__Problem requirements__. Whenever the string "milky" turns up in a line of the data below, copy that line.

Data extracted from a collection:
────────

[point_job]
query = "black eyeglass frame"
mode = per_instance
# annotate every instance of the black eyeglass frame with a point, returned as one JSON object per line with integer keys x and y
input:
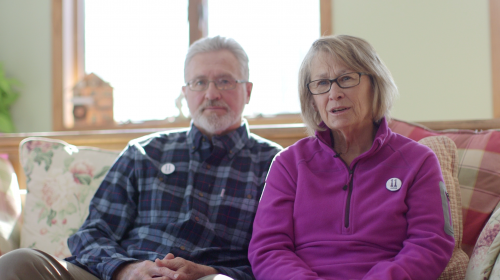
{"x": 188, "y": 84}
{"x": 336, "y": 81}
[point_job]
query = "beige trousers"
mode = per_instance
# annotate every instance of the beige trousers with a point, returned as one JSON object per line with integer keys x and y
{"x": 30, "y": 264}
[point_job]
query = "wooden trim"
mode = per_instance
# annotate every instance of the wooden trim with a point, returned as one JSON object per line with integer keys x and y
{"x": 325, "y": 11}
{"x": 57, "y": 66}
{"x": 198, "y": 20}
{"x": 78, "y": 40}
{"x": 494, "y": 7}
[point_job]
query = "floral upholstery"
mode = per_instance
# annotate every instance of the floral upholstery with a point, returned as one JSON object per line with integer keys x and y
{"x": 10, "y": 207}
{"x": 478, "y": 173}
{"x": 446, "y": 152}
{"x": 60, "y": 179}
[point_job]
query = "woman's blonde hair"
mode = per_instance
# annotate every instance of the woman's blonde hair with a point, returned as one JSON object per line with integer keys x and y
{"x": 358, "y": 55}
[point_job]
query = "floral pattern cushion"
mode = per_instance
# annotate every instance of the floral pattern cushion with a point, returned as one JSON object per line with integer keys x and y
{"x": 60, "y": 180}
{"x": 10, "y": 207}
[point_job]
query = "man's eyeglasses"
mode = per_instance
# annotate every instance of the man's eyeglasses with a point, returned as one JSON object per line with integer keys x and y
{"x": 221, "y": 84}
{"x": 345, "y": 81}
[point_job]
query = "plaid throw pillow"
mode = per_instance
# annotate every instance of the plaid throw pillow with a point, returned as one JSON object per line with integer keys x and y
{"x": 478, "y": 173}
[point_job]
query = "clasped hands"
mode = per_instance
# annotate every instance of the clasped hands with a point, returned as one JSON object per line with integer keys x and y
{"x": 169, "y": 268}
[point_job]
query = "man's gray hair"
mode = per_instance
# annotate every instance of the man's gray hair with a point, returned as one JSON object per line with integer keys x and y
{"x": 359, "y": 56}
{"x": 217, "y": 43}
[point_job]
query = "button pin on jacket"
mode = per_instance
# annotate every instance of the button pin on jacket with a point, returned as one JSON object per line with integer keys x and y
{"x": 168, "y": 168}
{"x": 393, "y": 184}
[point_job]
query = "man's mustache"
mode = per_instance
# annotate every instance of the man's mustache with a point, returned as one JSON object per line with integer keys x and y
{"x": 212, "y": 103}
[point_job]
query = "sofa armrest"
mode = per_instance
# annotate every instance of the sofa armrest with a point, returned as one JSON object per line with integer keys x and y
{"x": 486, "y": 251}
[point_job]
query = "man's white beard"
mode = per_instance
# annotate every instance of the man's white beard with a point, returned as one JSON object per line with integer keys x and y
{"x": 213, "y": 123}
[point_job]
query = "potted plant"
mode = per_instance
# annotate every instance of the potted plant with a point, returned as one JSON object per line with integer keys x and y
{"x": 8, "y": 94}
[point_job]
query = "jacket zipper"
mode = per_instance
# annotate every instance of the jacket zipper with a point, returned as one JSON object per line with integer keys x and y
{"x": 350, "y": 186}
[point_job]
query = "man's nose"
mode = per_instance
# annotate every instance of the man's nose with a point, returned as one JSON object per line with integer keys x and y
{"x": 336, "y": 92}
{"x": 212, "y": 92}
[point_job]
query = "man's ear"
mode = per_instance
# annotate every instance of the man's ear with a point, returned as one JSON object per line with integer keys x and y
{"x": 248, "y": 88}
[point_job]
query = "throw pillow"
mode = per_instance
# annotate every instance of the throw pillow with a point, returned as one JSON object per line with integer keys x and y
{"x": 484, "y": 260}
{"x": 478, "y": 173}
{"x": 60, "y": 179}
{"x": 446, "y": 152}
{"x": 10, "y": 207}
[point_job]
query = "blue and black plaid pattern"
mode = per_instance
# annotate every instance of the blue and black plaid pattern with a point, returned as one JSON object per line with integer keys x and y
{"x": 203, "y": 211}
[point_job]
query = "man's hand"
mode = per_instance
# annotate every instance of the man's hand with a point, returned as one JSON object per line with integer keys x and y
{"x": 143, "y": 270}
{"x": 184, "y": 270}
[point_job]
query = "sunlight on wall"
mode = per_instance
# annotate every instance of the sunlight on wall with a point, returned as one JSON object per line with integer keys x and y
{"x": 139, "y": 48}
{"x": 276, "y": 36}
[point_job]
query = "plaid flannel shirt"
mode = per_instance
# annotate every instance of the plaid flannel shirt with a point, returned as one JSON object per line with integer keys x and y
{"x": 203, "y": 211}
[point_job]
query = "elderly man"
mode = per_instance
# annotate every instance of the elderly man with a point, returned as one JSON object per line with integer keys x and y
{"x": 175, "y": 205}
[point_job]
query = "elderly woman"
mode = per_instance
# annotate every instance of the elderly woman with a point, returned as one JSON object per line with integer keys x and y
{"x": 354, "y": 201}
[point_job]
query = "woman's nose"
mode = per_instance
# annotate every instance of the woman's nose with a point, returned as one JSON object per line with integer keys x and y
{"x": 336, "y": 92}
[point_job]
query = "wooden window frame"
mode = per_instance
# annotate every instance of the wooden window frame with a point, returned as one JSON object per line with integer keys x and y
{"x": 68, "y": 61}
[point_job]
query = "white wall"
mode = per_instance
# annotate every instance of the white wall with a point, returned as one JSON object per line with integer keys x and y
{"x": 437, "y": 51}
{"x": 25, "y": 52}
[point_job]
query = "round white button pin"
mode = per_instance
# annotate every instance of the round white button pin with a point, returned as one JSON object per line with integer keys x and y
{"x": 393, "y": 184}
{"x": 168, "y": 168}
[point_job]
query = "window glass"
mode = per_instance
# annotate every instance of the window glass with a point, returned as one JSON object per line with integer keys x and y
{"x": 138, "y": 47}
{"x": 276, "y": 36}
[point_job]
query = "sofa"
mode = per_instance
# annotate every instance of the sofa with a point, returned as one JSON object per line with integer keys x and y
{"x": 61, "y": 178}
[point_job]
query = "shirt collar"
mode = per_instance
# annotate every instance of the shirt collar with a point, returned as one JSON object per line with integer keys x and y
{"x": 232, "y": 142}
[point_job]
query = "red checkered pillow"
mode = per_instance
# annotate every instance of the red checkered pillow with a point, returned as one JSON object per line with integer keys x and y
{"x": 478, "y": 173}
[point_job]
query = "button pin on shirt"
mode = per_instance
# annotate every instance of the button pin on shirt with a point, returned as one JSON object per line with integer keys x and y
{"x": 393, "y": 184}
{"x": 168, "y": 168}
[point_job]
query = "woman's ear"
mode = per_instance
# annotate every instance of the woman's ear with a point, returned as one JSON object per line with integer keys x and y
{"x": 313, "y": 105}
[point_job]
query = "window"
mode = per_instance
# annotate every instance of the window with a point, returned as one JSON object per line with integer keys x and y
{"x": 146, "y": 85}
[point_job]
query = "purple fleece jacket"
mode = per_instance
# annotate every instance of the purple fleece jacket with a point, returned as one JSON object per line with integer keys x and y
{"x": 386, "y": 216}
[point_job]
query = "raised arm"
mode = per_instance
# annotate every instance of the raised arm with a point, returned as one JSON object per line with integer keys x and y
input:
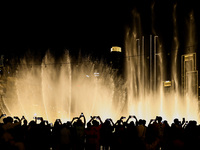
{"x": 99, "y": 118}
{"x": 83, "y": 116}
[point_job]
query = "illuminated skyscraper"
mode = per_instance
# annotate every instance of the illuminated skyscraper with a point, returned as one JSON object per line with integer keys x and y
{"x": 189, "y": 74}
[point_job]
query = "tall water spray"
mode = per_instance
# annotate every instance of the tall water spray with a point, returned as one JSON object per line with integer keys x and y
{"x": 64, "y": 88}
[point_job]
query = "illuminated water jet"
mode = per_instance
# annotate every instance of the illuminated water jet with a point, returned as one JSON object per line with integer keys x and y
{"x": 63, "y": 88}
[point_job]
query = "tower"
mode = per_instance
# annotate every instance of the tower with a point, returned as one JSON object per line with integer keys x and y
{"x": 189, "y": 74}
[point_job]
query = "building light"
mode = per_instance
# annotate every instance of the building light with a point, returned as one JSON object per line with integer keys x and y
{"x": 167, "y": 83}
{"x": 116, "y": 49}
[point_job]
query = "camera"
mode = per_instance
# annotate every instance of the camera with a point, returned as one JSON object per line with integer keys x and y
{"x": 15, "y": 117}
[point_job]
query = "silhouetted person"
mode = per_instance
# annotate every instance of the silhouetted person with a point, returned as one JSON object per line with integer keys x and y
{"x": 93, "y": 133}
{"x": 107, "y": 133}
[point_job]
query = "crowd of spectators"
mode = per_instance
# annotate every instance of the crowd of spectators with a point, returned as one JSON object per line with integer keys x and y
{"x": 126, "y": 133}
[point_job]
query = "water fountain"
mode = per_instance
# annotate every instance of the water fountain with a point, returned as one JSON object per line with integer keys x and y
{"x": 63, "y": 89}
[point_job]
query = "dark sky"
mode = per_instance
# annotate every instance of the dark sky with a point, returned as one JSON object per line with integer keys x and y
{"x": 91, "y": 27}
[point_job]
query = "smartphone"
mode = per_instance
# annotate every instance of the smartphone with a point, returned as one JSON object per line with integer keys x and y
{"x": 39, "y": 118}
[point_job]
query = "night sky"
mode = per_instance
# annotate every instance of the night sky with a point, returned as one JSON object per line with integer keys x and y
{"x": 92, "y": 27}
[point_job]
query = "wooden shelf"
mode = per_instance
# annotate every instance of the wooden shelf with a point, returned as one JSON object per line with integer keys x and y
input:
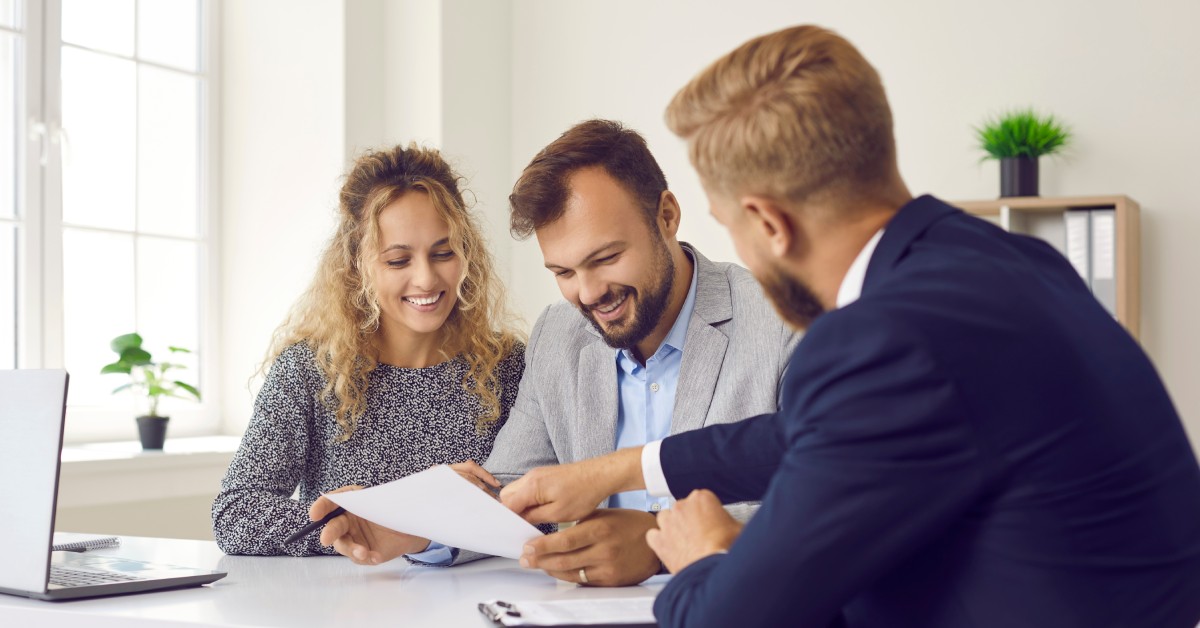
{"x": 1042, "y": 216}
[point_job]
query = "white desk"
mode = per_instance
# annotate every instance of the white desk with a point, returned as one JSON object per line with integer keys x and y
{"x": 295, "y": 592}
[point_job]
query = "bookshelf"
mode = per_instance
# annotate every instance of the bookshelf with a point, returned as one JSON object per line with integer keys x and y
{"x": 1048, "y": 217}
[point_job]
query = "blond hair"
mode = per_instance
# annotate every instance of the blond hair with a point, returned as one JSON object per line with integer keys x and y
{"x": 339, "y": 315}
{"x": 795, "y": 114}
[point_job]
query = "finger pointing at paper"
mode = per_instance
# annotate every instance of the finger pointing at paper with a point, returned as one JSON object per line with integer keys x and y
{"x": 569, "y": 492}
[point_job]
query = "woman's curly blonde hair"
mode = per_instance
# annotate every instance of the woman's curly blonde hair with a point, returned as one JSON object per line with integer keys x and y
{"x": 339, "y": 314}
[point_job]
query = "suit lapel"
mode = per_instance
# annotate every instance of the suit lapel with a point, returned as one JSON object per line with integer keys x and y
{"x": 703, "y": 351}
{"x": 595, "y": 406}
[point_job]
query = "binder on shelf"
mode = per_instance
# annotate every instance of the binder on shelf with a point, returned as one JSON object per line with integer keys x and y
{"x": 1079, "y": 241}
{"x": 1103, "y": 259}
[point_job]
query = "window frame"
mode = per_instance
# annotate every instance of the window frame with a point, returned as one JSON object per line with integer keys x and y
{"x": 40, "y": 321}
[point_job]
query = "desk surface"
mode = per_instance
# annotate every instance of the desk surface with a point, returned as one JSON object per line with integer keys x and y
{"x": 294, "y": 592}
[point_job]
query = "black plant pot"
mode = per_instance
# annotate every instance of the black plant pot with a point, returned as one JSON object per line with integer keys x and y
{"x": 1018, "y": 177}
{"x": 153, "y": 431}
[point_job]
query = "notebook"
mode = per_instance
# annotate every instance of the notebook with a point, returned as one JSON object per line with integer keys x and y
{"x": 31, "y": 418}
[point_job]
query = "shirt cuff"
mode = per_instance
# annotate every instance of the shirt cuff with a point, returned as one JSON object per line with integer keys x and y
{"x": 652, "y": 471}
{"x": 436, "y": 554}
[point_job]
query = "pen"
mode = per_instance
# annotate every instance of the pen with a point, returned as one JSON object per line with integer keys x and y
{"x": 303, "y": 532}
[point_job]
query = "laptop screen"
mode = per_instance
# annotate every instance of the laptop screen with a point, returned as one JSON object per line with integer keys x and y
{"x": 31, "y": 412}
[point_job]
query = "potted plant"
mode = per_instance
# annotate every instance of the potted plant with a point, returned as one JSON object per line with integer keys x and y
{"x": 1018, "y": 138}
{"x": 149, "y": 378}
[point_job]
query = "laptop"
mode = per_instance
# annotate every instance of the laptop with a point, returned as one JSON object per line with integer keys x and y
{"x": 33, "y": 410}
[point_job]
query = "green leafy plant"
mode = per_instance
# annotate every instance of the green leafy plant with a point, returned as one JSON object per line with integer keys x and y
{"x": 147, "y": 376}
{"x": 1021, "y": 133}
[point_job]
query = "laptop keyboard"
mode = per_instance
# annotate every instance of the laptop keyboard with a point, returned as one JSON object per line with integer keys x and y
{"x": 67, "y": 576}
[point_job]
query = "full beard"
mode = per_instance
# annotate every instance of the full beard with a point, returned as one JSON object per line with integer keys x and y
{"x": 796, "y": 304}
{"x": 649, "y": 306}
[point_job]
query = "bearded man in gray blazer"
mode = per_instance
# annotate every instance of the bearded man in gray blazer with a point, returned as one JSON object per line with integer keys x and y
{"x": 652, "y": 340}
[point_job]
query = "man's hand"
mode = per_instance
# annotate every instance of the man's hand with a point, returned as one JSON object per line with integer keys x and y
{"x": 610, "y": 545}
{"x": 472, "y": 472}
{"x": 360, "y": 540}
{"x": 569, "y": 492}
{"x": 691, "y": 530}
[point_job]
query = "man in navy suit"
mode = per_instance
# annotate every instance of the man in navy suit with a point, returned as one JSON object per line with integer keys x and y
{"x": 965, "y": 438}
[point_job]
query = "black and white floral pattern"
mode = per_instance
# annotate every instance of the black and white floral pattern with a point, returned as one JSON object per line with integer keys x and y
{"x": 415, "y": 418}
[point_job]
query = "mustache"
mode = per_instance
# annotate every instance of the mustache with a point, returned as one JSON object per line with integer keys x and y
{"x": 609, "y": 298}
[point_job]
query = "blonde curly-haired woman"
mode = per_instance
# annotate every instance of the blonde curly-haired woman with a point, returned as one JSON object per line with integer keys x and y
{"x": 399, "y": 357}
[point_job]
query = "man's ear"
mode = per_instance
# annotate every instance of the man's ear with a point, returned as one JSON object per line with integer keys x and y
{"x": 772, "y": 222}
{"x": 669, "y": 214}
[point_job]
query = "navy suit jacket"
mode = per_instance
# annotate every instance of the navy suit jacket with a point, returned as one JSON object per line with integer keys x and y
{"x": 975, "y": 442}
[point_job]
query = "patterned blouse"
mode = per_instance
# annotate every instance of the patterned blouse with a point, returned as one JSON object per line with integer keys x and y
{"x": 415, "y": 418}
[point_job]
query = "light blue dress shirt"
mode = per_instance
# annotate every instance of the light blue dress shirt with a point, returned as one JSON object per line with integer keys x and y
{"x": 647, "y": 398}
{"x": 647, "y": 401}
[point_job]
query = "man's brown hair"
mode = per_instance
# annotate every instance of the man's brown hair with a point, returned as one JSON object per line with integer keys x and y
{"x": 539, "y": 196}
{"x": 797, "y": 114}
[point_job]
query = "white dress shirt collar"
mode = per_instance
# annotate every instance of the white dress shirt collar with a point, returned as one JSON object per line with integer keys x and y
{"x": 852, "y": 283}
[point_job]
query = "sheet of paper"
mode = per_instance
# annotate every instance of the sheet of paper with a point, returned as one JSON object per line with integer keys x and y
{"x": 441, "y": 506}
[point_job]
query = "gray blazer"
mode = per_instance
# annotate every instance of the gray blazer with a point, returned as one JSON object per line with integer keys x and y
{"x": 567, "y": 405}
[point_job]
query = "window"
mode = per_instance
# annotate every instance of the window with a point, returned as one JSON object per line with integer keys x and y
{"x": 112, "y": 232}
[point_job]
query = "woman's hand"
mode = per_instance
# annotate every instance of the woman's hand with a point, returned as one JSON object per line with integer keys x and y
{"x": 360, "y": 540}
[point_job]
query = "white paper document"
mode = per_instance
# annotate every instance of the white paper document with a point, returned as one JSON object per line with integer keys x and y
{"x": 443, "y": 507}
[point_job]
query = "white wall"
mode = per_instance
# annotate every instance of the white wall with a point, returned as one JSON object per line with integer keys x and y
{"x": 309, "y": 84}
{"x": 282, "y": 150}
{"x": 1126, "y": 76}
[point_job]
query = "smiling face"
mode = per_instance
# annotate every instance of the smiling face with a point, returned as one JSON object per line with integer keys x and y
{"x": 607, "y": 259}
{"x": 415, "y": 275}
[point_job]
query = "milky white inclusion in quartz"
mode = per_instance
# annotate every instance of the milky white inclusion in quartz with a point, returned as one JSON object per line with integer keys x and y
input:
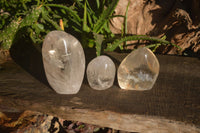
{"x": 101, "y": 73}
{"x": 64, "y": 62}
{"x": 139, "y": 70}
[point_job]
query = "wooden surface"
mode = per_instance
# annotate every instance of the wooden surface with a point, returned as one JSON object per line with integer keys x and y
{"x": 172, "y": 105}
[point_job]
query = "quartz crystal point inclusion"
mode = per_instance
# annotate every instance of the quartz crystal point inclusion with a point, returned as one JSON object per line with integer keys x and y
{"x": 139, "y": 70}
{"x": 64, "y": 62}
{"x": 101, "y": 73}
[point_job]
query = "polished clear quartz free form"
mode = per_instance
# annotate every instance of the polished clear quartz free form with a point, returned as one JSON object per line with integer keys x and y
{"x": 139, "y": 70}
{"x": 64, "y": 62}
{"x": 101, "y": 73}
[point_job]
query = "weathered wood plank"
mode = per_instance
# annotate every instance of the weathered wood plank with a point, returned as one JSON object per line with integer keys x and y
{"x": 172, "y": 105}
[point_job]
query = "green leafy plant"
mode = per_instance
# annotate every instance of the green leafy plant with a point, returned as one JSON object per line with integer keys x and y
{"x": 87, "y": 20}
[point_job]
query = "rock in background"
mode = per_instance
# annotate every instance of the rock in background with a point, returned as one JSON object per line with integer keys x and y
{"x": 179, "y": 20}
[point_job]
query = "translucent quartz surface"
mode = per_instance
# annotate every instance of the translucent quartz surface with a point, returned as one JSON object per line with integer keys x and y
{"x": 139, "y": 70}
{"x": 101, "y": 73}
{"x": 64, "y": 62}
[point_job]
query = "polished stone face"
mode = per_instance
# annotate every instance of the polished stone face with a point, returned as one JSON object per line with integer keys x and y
{"x": 101, "y": 73}
{"x": 64, "y": 62}
{"x": 139, "y": 70}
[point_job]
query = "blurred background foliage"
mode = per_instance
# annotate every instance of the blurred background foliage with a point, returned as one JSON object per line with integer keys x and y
{"x": 87, "y": 20}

────────

__Exercise solution__.
query = "milky white inclusion in quartz"
# annotate every instance of the milky white inclusion in quartz with a point, returned as one JSON object per line with integer keys x and y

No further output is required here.